» TASK DIRECTIONS:
Print, unchanged, the stretch of the entries below from the line containing "it for yellow" through the line containing "(1222, 405), (1338, 563)", both included. Output those lines and nothing else.

**** STORED DATA ****

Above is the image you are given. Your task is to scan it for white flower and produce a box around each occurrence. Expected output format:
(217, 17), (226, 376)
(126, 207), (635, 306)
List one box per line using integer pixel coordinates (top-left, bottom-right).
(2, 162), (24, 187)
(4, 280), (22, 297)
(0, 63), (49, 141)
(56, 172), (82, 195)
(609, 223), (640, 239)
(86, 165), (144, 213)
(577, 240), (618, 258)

****
**** STORED DATA ****

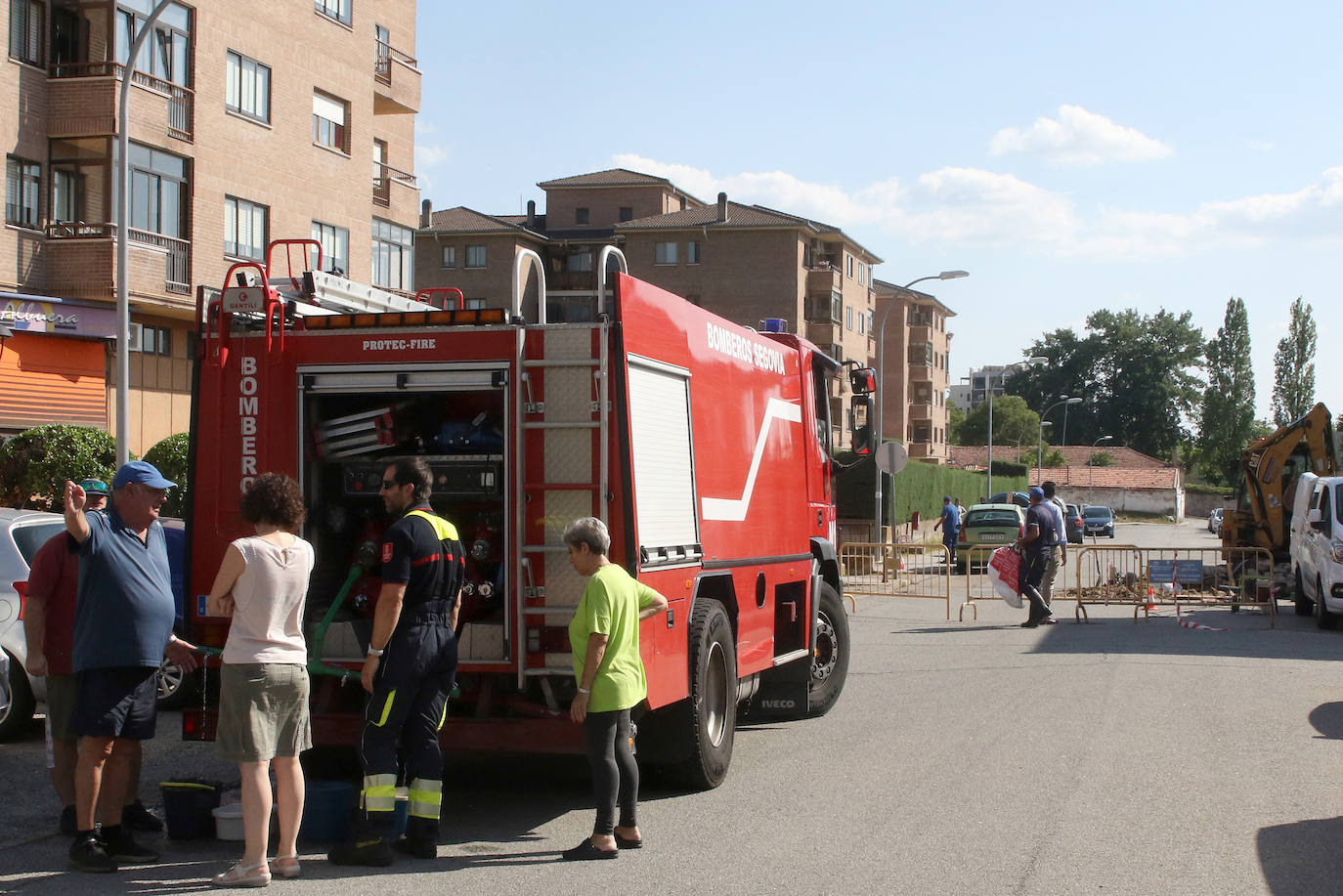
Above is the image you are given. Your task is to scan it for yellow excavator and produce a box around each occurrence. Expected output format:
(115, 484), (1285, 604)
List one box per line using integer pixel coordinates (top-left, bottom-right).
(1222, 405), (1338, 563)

****

» COMPLETE ANSWER:
Above is the image you are given. Your task is to scan it for yellow excavator and produce a box around each occurrence. Expected output format:
(115, 484), (1285, 604)
List one box per line using integer pixel coordinates (top-left, bottom-right).
(1222, 405), (1338, 563)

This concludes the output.